---------- Texte cité ----------
M. Philippe Auberger - Il faut voter les amendements proposés et voir si, d'ici à la deuxième lecture, le Gouvernement peut proposer de revenir à la disposition qu'avait supprimée le Sénat, à savoir une majoration de l'IS pour les entreprises pétrolières qui ne respectent pas leurs obligations d'incorporation. Nous serions alors très disposés à supprimer la TGAP.

M. Eric Besson - Je n'ai pas bien compris les arguments juridiques du ministre. Fixer un certain niveau d'incorporation serait contraire à la liberté du commerce ? Si vraiment tel est le cas, j'ai le sentiment que nous adoptons beaucoup de dispositions contraires à celle-ci...

M. Pierre Méhaignerie, président de la commission des finances - Je comprends l'attente du monde agricole...

Mme Pascale Gruny - ...et des industries !

M. le Président de la commission - ...mais la réalité est complexe. Pour ne pas avoir chaque année le même débat, il faudrait, Monsieur le ministre, que nous disposions d'études d'impact.

M. le Ministre délégué - Un rapport de l'inspection des finances vient de m'être remis, je le tiens à votre disposition. La mesure que nous retenons y est préconisée.

Vous savez bien, Monsieur Gest, que le droit ne se fait pas seulement ici. Nous avons des règles européennes à respecter, en l'occurrence celle selon laquelle les politiques nationales destinées à promouvoir l'utilisation des biocarburants ne doivent pas conduire à l'interdiction de la libre circulation des carburants qui répondent aux normes harmonisées définies au niveau communautaire.

Concernant l'IS, je veux bien retravailler le dossier. Mais comme les sociétés concernées n'en paient pas beaucoup, je ne suis pas sûr que nous obtenions l'effet recherché.

Je vous invite donc à adopter les amendements.
----------
### Complétez ce qui suit
1) Recopiez l'extrait du débat de « Concernant l'IS, je » à « obtenions l'effet recherché. » en renommant « l'IS » en « l'impôt sur les sociétés ».
2) D'après l'extrait du débat, quel document vient d'être remis au ministre délégué ?
---------- Données présentées ----------
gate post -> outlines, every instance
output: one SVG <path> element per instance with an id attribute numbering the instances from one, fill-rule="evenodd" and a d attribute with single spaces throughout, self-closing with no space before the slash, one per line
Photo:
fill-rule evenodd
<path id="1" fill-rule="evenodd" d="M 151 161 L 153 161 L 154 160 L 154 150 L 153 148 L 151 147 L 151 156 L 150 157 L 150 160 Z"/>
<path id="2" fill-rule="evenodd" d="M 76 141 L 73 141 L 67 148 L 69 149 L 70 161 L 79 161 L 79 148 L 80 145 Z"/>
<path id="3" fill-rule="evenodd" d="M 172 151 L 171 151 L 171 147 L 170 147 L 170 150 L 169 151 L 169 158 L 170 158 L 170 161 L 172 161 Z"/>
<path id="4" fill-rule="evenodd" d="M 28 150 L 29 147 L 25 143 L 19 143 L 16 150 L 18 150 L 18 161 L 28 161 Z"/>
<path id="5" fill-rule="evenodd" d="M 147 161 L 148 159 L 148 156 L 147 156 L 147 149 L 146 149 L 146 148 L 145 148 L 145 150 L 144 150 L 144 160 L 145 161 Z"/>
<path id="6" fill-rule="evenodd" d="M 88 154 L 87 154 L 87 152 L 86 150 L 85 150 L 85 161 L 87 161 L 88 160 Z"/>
----------
### Réponses complètes
1)
Concernant l'impôt sur les sociétés, je veux bien retravailler le dossier. Mais comme les sociétés concernées n'en paient pas beaucoup, je ne suis pas sûr que nous obtenions l'effet recherché.

2) Un rapport de l'inspection des finances.